Report only the number of lines in the following entries where the word "like" occurs.

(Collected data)
────────────────────────────────────────

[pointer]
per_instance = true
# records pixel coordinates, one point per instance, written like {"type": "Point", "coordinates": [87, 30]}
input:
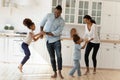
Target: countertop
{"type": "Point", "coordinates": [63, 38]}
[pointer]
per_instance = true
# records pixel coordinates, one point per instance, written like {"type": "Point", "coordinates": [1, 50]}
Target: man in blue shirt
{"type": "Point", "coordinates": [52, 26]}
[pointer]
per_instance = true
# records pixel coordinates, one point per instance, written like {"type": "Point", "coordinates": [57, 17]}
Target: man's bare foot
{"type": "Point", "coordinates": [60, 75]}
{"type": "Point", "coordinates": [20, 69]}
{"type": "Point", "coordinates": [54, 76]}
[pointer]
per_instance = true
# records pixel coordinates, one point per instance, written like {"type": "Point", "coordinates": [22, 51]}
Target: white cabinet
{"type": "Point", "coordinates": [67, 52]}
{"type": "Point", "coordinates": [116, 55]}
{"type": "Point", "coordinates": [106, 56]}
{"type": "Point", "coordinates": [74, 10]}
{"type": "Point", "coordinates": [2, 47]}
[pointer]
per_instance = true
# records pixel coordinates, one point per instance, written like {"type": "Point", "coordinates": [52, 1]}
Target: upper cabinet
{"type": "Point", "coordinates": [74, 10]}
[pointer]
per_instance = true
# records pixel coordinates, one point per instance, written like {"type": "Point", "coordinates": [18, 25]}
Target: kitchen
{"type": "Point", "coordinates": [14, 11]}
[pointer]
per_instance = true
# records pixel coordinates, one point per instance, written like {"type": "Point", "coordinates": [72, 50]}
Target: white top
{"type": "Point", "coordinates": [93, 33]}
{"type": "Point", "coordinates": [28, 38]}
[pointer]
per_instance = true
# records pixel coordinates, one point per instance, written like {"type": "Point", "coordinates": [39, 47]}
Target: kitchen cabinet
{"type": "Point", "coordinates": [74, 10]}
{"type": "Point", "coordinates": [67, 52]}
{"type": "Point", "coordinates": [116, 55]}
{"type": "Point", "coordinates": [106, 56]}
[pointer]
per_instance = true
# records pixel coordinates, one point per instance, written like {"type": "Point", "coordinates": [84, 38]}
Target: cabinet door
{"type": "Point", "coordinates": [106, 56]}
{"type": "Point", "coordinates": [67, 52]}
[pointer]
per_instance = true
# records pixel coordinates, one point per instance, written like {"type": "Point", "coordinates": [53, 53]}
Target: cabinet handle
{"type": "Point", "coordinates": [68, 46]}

────────────────────────────────────────

**Problem solution**
10